■ **CONSIGNE ÉCRITE**
Modifiez les enregistrements en remplaçant chaque occurrence de « Teacher note » par « Instruction », sans rien changer d'autre.

(Entrées du jeu de données)
____

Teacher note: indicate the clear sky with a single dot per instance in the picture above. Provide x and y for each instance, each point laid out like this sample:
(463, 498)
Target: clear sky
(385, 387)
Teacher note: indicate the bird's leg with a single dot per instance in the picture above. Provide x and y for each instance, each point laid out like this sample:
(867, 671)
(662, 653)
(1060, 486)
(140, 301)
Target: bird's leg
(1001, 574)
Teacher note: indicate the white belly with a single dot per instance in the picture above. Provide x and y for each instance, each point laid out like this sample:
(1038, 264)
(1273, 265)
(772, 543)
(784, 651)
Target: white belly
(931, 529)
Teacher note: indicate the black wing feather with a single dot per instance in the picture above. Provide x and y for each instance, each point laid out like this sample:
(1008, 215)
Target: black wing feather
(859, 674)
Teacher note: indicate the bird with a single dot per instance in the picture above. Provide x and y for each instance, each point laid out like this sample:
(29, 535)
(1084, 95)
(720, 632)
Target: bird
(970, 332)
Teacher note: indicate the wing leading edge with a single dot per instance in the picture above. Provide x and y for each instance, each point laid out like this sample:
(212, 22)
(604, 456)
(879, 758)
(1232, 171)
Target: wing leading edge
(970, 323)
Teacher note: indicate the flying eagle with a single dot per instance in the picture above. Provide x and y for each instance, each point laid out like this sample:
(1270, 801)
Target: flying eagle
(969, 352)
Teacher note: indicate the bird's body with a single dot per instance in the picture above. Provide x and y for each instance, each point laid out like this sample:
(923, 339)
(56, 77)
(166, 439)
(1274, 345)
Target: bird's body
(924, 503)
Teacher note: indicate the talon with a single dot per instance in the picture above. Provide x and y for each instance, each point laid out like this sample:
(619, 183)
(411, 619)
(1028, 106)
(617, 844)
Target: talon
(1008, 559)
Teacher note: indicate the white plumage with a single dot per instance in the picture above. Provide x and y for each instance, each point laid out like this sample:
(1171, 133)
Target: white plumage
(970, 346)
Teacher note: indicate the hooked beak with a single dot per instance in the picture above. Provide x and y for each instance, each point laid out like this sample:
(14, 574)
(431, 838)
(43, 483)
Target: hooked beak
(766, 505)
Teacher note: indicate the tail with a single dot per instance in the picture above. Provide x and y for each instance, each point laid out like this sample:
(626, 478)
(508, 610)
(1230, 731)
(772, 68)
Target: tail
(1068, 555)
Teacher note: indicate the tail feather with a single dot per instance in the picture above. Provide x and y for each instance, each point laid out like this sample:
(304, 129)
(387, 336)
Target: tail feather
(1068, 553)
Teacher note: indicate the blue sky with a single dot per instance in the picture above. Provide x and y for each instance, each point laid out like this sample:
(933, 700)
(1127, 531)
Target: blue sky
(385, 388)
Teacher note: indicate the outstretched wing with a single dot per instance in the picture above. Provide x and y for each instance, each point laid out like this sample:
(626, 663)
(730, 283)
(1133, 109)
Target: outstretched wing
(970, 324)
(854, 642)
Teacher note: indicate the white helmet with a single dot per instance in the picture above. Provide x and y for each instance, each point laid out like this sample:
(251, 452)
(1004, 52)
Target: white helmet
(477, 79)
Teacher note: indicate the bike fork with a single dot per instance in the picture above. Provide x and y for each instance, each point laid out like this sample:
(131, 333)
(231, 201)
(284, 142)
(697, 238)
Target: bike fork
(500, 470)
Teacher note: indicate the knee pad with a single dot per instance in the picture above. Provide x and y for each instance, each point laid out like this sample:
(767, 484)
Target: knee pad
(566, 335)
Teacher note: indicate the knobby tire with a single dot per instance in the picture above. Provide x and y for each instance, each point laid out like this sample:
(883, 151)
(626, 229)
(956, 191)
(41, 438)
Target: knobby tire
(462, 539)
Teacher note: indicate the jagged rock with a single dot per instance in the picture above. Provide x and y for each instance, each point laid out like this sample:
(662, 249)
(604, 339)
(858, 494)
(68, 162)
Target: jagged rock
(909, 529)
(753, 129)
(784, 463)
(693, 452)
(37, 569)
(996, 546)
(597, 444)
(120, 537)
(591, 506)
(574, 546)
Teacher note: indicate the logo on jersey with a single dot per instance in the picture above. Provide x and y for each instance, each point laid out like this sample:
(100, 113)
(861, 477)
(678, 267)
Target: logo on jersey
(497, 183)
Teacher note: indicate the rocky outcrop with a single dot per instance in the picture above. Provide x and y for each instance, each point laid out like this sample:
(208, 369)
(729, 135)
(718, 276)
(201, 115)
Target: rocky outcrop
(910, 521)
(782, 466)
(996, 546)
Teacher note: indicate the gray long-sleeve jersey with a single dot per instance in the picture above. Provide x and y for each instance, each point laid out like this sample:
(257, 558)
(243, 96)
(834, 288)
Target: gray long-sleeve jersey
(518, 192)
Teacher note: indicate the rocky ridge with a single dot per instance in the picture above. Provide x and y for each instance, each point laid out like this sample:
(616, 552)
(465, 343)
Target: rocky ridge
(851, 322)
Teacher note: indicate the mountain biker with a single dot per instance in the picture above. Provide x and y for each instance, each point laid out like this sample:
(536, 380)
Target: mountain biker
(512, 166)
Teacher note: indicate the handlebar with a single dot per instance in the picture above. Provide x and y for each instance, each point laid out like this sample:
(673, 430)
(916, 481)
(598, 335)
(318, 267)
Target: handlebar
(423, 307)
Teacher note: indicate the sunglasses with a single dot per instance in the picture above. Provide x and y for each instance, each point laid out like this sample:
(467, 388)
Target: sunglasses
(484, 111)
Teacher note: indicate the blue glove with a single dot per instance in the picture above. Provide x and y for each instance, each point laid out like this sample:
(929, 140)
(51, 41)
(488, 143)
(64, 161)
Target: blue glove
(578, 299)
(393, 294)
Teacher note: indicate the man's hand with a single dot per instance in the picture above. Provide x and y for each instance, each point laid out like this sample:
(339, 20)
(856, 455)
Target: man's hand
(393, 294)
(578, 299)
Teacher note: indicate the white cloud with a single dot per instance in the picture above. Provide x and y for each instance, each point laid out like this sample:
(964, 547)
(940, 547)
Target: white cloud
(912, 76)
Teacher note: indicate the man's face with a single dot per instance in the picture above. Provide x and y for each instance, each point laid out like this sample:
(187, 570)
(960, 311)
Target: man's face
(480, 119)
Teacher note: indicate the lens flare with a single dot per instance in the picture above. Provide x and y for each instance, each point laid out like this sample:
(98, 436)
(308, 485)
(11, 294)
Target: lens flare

____

■ **TÂCHE ACCOMPLIE**
Instruction: indicate the clear sky with a single dot per instance in the picture above. Provide x and y for each instance, each point laid out like this sample:
(463, 498)
Target: clear sky
(385, 387)
Instruction: indicate the bird's leg with a single dot per instance in the picture above. Provide x and y for each instance, each point laid out like this sample:
(867, 671)
(662, 653)
(1060, 486)
(140, 301)
Target: bird's leg
(1001, 574)
Instruction: indicate the white belly with a single dot per instance in the picture above. Provide x and y for each instance, each point laid out like this sample:
(1038, 264)
(1273, 265)
(772, 543)
(784, 651)
Target: white belly
(931, 529)
Instruction: indicate the black wing feather with a single dot per instance in the picture above. Provide x and y for each instance, each point laid out like this sample:
(1008, 215)
Target: black wing feather
(859, 674)
Instruction: indicate the bird with a single dot per instance in the picture above. Provide x and y for each instance, each point laid out like this sample:
(29, 535)
(1084, 95)
(720, 632)
Target: bird
(970, 332)
Instruction: indicate the wing leading edge with a single dot per instance in the picture above. Provide x and y for each instance, each point laid out like this sample:
(212, 22)
(604, 456)
(879, 758)
(1232, 171)
Target: wing leading edge
(970, 323)
Instruction: indicate the flying eagle with a single dot per instance in the picture above. Provide x and y for each instance, each point laid out like this sample:
(1270, 801)
Target: flying eagle
(969, 352)
Instruction: indicate the bird's body with a single dot per instance in the picture above. Provide x and y for each instance, each point laid out like this sample:
(923, 339)
(56, 77)
(166, 439)
(1274, 345)
Target: bird's body
(924, 503)
Instruction: indicate the talon with a single dot per instance in the picture above. Provide x and y for each instance, each point laid out like this sample:
(619, 183)
(411, 619)
(1028, 106)
(617, 844)
Target: talon
(1008, 559)
Instruction: indicate the white plumage with a single dot per instance in the picture above. Provide x and y for each instance, each point laid out like this sample:
(1171, 133)
Target: white plumage
(970, 346)
Instruction: indicate the hooked beak with a single dot per instance in the picture above. Provide x and y for each instance, each point laid out like this sample:
(14, 574)
(431, 838)
(43, 483)
Target: hooked beak
(766, 505)
Instruction: indicate the tail with a single dot per instance in the picture above. Provide x and y for each instance, each point laid out like this sample:
(626, 478)
(508, 610)
(1230, 731)
(772, 68)
Target: tail
(1068, 555)
Instruction: indicate the tail feather with a single dot per instance in the picture above. Provide x and y for each instance, each point laid out like this sample:
(304, 129)
(387, 336)
Target: tail feather
(1068, 553)
Instruction: indicate the blue sky with a single dot per instance in the picture above. Provide x and y for each instance, each point laid out like this sample:
(933, 700)
(1127, 531)
Target: blue sky
(385, 388)
Instruction: indicate the outstretched wing with a single dot per instance in the picture above. Provide x and y for each instance, each point laid out like this sample:
(626, 663)
(730, 283)
(1133, 109)
Target: outstretched wing
(970, 324)
(854, 642)
Instruction: indicate the white helmet with a single dot per instance in the picture above. Provide x and y for each instance, each point laid out like this sample:
(251, 452)
(1004, 52)
Target: white helmet
(477, 79)
Instruction: indicate the bike fork with a single dot per instance in the picture above. Provide x and y for each instance, each point laid out like this sample:
(131, 333)
(231, 201)
(284, 142)
(697, 238)
Target: bike fork
(500, 470)
Instruction: indicate the knee pad with a single dot per instance in the picture above. Provide x and y for each instance, each point laid out like this sample:
(767, 484)
Target: knee pad
(566, 335)
Instruction: indicate the knobby tire with a single dot per instance in the picture above. Provide x and y for each instance, each point laid out like this sample:
(883, 151)
(626, 229)
(956, 191)
(41, 438)
Target: knobby tire
(462, 539)
Instruction: indicate the jagged rock with a single dot per instance in the picture above. Provide x and y for each instance, each point laid out like this sample:
(662, 249)
(604, 339)
(858, 494)
(68, 162)
Target: jagged rock
(909, 529)
(753, 129)
(784, 463)
(693, 452)
(37, 569)
(996, 546)
(597, 444)
(120, 537)
(591, 506)
(574, 546)
Instruction: indicate the logo on jersey with a single dot per instance in the picture above. Provide x and y for each instance, each point laid out like this sample:
(100, 113)
(861, 477)
(678, 267)
Target: logo on jersey
(497, 183)
Instruction: indicate the rocky outcrop with a single dot per instance in the picture above. Provide x and y for each instance, each point laid out like this sample:
(208, 369)
(729, 135)
(718, 276)
(201, 115)
Target: rocky outcrop
(910, 521)
(782, 466)
(996, 546)
Instruction: indicate the gray long-sleeve jersey with a single dot per instance in the picture above. Provide x and y for each instance, each point laid out like this sample:
(257, 558)
(243, 96)
(834, 288)
Target: gray long-sleeve jersey
(518, 192)
Instruction: indicate the rocky ridge with a single dot per instance in the picture above. Provide x and y for each instance, each point laid out like this sample:
(616, 552)
(465, 343)
Target: rocky ridge
(851, 322)
Instruction: indicate the mountain biker with a single dot per instance in the picture above. Provide x and y for each instance, each point laid out like this sample:
(536, 380)
Target: mountain biker
(512, 166)
Instruction: indicate the handlebar with a single dot per instance in the picture above. Provide x and y for each instance, each point laid out like this sample:
(673, 430)
(916, 481)
(598, 335)
(318, 267)
Target: handlebar
(423, 307)
Instruction: indicate the sunglasses with a single dot per instance in the picture above. Provide x and y for each instance, each point laid out like this sample:
(467, 388)
Target: sunglasses
(484, 111)
Instruction: indicate the blue glove with a single dot per instance in the picture above. Provide x and y for each instance, each point laid out like this sample:
(929, 140)
(51, 41)
(488, 143)
(64, 161)
Target: blue glove
(578, 299)
(393, 294)
Instruction: indicate the man's hand with a single dot per instance in the picture above. Provide x and y for each instance, each point laid out like this sample:
(339, 20)
(856, 455)
Target: man's hand
(393, 294)
(578, 299)
Instruction: indicate the white cloud with a single dot per instance in the picture above. Provide x and y for each instance, each point laid out like this sample:
(964, 547)
(940, 547)
Target: white cloud
(912, 76)
Instruction: indicate the man's face with a single dot per instance in the picture above. Provide x and y for each instance, each point laid out like this sample:
(187, 570)
(960, 311)
Target: man's face
(480, 119)
Instruction: indicate the lens flare with a single dot per instance in the picture above. Provide x and y for each instance, each point laid out like this sample:
(98, 436)
(308, 485)
(11, 294)
Target: lens flare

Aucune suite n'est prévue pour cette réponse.